==== Teks Pilihan
Pendapat para Ulama’ Fiqih tentang Mustahiq Zakat
·
Imam Hanafi : Orang faqir adalah orang yang
mempunyai harta kurang dari satu nishob, atau memiliki satu nishab atau lebih,
tetapi tidak cukup untuk memenuhi kebutuhannya.
·
Imam Maliki : Orang faqir adalah orang yang
mempunyai harta, sedangkanhartanya tidak mencukupi untuk keperluannya selama
satu tahun.
·
Imam Syafi’i : Orang faqir adalah orang yang tidak
mempunyai harta dan usaha atau mempunyai harta kurang dari ½ (seperdua)
keperluannya dan tidak ada orang yang menanggungnya.
·
Imam Hambali : Orang faqir adalah orang yang
tidak mempunyai harta atau mempunyai harta kurang dari ½ (seperdua)
keperluannya.
2. Orang Miskin yaitu orang yang
memiliki pekerjaan, tetapi penghasilannya tidak dapat di pakai untuk memenuhi hidupnya.[2]
·
Imam Hanafi : Orang miskin adalah orang yang
tidak mempunyai sesuatu apapun.
·
Imam Maliki : Orang miskin ialah orang yang
tidak mempunyai sesuatu apapun.
(menurut keduanya orang miskin ialah orang
yang keadaan ekonominya lebih buruk dari orang faqir )[3]
·
Imam Syafi’i : Orang miskin adalah orang yang
mempunyai harta tetapi tidak mencukupi kebutuhannya.
·
Imam Hambali : Orang miskin adalah orang yang
mempunyai harta tetapi tidak mencukupi kebutuhannya.
Terdapat persamaan dan
perbedaan batasan tetang “Fakir dan Miskin”. Persamaan
keduanya adalah orang-orang yang berada dalam kebutuhan dan mereka tidak
mendapatkan apa yang mereka butuhkan. Demikianlah menurut Sayyid Sabiq dalam
kitab Fiqhus Sunnah. Sedangkan perbedaannya : “Fakir” adalah
orang yang tidak memliki sesuatu (harta) untuk menutupi kebutuhan hidupnya dan
tidak kuat berusaha (bekerja) untuk menutupi kebutuhan hidupnya tersebut.
========
==== Entri untuk Diolah
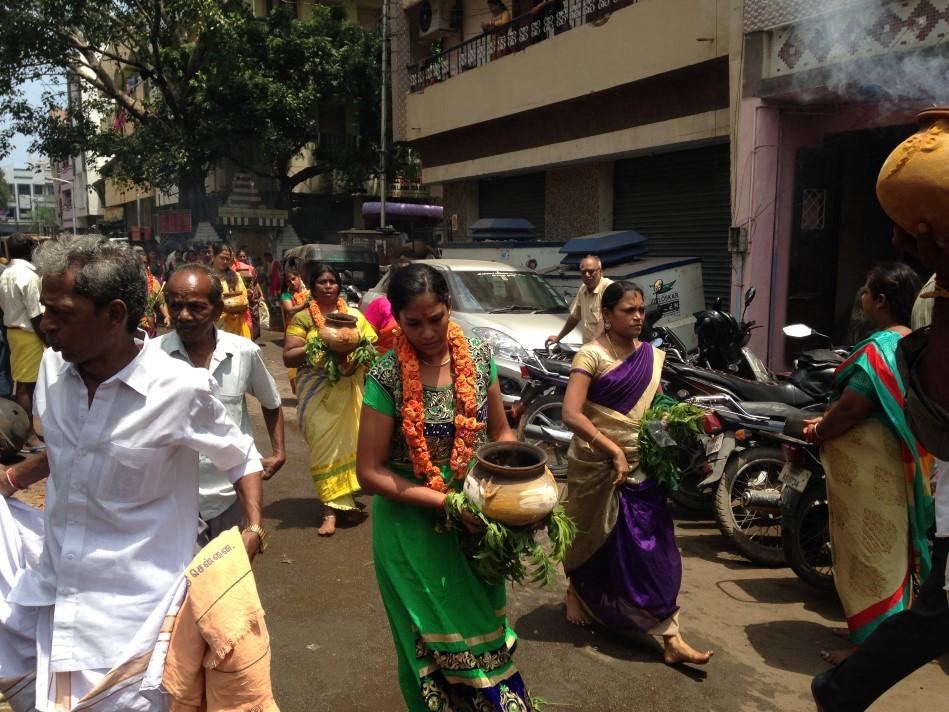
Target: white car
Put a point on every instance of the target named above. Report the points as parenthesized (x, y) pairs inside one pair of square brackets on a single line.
[(513, 310)]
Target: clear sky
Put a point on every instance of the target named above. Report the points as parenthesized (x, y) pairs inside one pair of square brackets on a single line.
[(19, 154)]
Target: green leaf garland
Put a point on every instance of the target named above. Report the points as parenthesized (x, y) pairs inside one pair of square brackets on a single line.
[(501, 552), (318, 355), (663, 428)]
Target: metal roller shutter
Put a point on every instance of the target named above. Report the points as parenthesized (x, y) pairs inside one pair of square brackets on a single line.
[(520, 196), (681, 202)]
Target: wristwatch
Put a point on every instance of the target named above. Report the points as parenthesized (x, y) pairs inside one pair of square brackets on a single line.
[(261, 534)]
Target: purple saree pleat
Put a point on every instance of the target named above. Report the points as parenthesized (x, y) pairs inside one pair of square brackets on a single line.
[(621, 387), (631, 583)]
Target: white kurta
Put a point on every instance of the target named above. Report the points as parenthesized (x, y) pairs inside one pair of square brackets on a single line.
[(122, 498)]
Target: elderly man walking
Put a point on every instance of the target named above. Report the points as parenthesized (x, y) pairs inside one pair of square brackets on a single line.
[(20, 302), (195, 302), (124, 425), (585, 308)]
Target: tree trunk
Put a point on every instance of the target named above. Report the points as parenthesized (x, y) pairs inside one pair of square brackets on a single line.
[(192, 195)]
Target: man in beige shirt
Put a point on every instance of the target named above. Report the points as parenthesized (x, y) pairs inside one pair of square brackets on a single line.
[(585, 308)]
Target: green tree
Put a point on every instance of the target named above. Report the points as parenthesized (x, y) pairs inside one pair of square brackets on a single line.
[(43, 220), (219, 84), (4, 192)]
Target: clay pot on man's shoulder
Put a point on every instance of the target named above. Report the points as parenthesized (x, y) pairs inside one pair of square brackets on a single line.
[(339, 333), (913, 185)]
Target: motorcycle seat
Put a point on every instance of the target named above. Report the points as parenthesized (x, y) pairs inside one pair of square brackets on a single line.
[(820, 358), (559, 367), (746, 390), (775, 411)]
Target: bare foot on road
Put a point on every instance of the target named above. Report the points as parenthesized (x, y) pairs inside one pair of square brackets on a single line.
[(835, 657), (329, 525), (576, 614), (841, 633), (677, 651)]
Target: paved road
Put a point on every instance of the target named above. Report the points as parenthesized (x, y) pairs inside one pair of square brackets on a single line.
[(332, 646), (332, 649)]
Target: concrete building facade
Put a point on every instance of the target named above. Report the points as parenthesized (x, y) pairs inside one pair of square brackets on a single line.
[(614, 114)]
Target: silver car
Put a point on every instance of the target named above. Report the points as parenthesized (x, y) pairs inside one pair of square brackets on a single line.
[(512, 310)]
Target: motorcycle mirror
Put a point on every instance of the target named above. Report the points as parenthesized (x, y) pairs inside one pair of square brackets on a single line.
[(797, 331)]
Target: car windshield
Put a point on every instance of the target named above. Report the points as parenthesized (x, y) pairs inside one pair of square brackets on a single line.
[(503, 292)]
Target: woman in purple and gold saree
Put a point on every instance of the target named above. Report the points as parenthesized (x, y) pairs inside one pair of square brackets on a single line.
[(624, 567)]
========
* **Ketentuan Tugas**
(1) Ringkaslah teks tentang mustahiq zakat dalam dua kalimat.
(2) Pada entri, mulailah dari baris yang memuat "Target: tree trunk" dan berhentilah setelah baris yang memuat "[(192, 195)]", lalu tuliskan kembali hanya baris-baris itu dengan menukar "tree trunk" menjadi "fallen log" tanpa mengubah bagian lainnya.
Teks dan entri di atas tidak saling berkaitan.

* **Jawaban yang Diberikan**
(1) Teks ini memuat pendapat Imam Hanafi, Imam Maliki, Imam Syafi'i, dan Imam Hambali tentang batasan orang faqir dan orang miskin sebagai mustahiq zakat. Menurut Sayyid Sabiq dalam kitab Fiqhus Sunnah, keduanya sama-sama orang yang berada dalam kebutuhan dan tidak mendapatkan apa yang mereka butuhkan, sedangkan "fakir" adalah orang yang tidak memiliki harta untuk menutupi kebutuhan hidupnya dan tidak kuat berusaha untuk menutupinya.

(2)
Target: fallen log
Put a point on every instance of the target named above. Report the points as parenthesized (x, y) pairs inside one pair of square brackets on a single line.
[(192, 195)]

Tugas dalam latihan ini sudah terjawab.